Ejercicios por resolver.
(1) Según el texto sobre Podemos y el patriotismo, ¿qué asegura Iglesias que es la patria?
(2) Retoma el texto sobre Podemos y el patriotismo y continúalo a partir de su última oración.

Fragmento mostrado.
━━━

Sabedores de que el patriotismo ha estallado en España, no se les escapa que no es el momento de una enmienda a la totalidad. La exigencia de la hora es la de amoldarse a ese estallido.

Una estrategia de neutralización

El patriotismo, para una organización que parasita el espacio soberanista, debiera ser obligatorio, casi elemental. Pero no es así en Podemos, precisamente porque no se trata de una fuerza soberanista. Sencillamente: quien no defiende el soberanismo no puede ser patriota y, obviamente, Podemos no tiene interés alguno en preservar la identidad nacional.

Llegados a ese punto, lo que Podemos ha intentado, dado que no están dispuestos a oficiar de patriotas, ha sido evitar que los demás lo sean. Tal y como se hizo en la transición, la idea es que nadie ice esa bandera algo que, hace apenas unos meses aún se podía proscribir, pero que hoy es impensable.

En su estrategia de neutralización, Podemos ha intentado dar al patriotismo un nuevo significado, pero sin éxito. De modo que Iglesias ha efectuado todo tipo de quiebros dialécticos para sacar su rédito. Incidiendo en esa línea, asegura que «la patria es lo contrario a un corrupto envuelto en una bandera o a una sede financiada en negro, tapada con una bandera». En otras oportunidades también ha tratado de definir la patria de forma aún más estrambótica.

━━━

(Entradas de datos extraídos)
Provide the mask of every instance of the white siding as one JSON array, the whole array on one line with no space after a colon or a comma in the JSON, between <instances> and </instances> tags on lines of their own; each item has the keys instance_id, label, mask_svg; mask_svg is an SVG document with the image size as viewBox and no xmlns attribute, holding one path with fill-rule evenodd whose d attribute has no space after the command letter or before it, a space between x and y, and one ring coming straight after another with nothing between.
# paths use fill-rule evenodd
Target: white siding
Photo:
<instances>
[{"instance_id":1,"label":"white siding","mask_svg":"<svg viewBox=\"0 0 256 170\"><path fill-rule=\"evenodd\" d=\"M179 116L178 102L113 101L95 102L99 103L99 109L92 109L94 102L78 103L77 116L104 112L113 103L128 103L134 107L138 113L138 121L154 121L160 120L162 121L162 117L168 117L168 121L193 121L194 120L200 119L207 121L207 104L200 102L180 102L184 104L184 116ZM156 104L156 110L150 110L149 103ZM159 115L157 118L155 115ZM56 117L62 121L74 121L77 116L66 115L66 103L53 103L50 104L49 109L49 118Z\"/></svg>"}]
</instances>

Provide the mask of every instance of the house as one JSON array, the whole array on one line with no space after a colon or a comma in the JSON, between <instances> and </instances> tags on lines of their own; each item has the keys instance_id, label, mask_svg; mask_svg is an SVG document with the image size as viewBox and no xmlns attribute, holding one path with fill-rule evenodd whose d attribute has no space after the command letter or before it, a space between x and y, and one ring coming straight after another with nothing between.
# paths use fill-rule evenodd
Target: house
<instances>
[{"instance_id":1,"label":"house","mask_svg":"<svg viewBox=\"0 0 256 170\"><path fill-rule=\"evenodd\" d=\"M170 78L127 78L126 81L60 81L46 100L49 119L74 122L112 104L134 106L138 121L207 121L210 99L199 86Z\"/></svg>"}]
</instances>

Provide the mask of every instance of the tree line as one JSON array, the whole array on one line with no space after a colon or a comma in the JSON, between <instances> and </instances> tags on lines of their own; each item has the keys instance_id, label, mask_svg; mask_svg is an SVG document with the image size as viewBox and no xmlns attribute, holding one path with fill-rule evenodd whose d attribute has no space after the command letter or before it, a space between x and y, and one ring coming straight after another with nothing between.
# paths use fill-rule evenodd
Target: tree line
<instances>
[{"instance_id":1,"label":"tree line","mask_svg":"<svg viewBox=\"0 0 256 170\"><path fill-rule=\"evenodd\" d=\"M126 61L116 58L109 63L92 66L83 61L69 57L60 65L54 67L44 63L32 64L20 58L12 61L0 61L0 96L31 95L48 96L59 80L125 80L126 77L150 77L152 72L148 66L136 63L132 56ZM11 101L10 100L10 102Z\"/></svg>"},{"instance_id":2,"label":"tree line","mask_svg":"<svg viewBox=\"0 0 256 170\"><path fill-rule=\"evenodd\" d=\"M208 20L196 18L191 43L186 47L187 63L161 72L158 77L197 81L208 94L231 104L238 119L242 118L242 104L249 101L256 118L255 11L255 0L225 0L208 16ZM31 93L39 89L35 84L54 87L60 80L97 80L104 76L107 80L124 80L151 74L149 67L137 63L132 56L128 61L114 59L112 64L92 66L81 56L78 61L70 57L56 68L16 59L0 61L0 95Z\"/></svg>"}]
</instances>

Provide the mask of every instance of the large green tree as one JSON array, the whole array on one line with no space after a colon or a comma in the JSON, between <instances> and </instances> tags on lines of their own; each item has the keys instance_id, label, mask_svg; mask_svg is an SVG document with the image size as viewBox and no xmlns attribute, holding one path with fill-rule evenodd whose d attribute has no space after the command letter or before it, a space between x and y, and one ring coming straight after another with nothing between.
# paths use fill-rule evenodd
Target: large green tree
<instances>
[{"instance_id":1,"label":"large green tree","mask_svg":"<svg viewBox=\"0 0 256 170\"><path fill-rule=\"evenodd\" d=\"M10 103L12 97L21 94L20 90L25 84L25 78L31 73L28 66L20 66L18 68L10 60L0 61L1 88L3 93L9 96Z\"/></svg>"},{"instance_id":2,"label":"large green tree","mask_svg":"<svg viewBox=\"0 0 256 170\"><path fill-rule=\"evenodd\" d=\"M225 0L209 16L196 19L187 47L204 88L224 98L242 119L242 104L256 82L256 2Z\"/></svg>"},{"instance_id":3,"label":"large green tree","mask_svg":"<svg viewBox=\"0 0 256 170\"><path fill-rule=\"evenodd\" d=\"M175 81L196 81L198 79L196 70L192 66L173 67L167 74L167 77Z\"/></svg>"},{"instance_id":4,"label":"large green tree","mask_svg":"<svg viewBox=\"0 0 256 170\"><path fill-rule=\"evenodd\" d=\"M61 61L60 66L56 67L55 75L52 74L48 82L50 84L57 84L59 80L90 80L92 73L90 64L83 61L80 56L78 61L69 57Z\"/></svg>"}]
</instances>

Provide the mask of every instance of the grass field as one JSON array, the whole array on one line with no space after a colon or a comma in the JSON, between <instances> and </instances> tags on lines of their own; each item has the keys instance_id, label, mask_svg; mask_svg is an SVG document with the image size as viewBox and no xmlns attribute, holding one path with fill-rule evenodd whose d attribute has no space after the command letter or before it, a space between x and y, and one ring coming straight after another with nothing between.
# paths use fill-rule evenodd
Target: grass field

━━━

Respuestas dadas.
(1) Lo contrario a un corrupto envuelto en una bandera o a una sede financiada en negro, tapada con una bandera.

(2)
Significativamente, el último remache del ataúd de Podemos ha sido el “proceso” en Cataluña, destinado a catapultar a la extrema izquierda al poder, pero que ha supuesto justamente lo contrario. Tiene algo de justicia poética el que haya sido una cuestión relacionada con la unidad de España la que haya precipitado la caída de Podemos y del Partido Popular, su contraparte en el guiñol de la política española.

Sin rédito electoral

El rechazo del patriotismo por parte de Podemos, se asienta en un análisis realista de la formación ultraizquierdista: seguros del antiespañolismo esencial de la izquierda en muchas regiones de España, calcularon con acierto que el escaso patriotismo de la izquierda del resto del país jamás compensaría la pérdida que supondría su ausencia en Cataluña, País Vasco y Galicia.

Quiso arreglarlo: La izquierda entiende el amor por la diversidad porque España es mucho más que la institucionalidad de Madrid”, pero cosas así no se terminan de traducir en términos electorales. La clientela podemita en las llamadas “autonomías históricas” o es nacionalista – y en ocasiones, muy radical – o ve el nacionalismo con benevolencia, desde una izquierda extrema cuyo nexo entre autonomías no es otro que la hispanofobia.

Pero esta también tiene sus límites, y hoy parece claro que Podemos pierde a buena velocidad apoyos entre un electorado para el que lo esencial son las cuestiones sociales pero que no está dispuesto a renegar de su identidad. Por eso, Podemos pierde cada vez más voto no ideologizado, replegándose hacia las cifras que en España ha tenido siempre la extrema izquierda.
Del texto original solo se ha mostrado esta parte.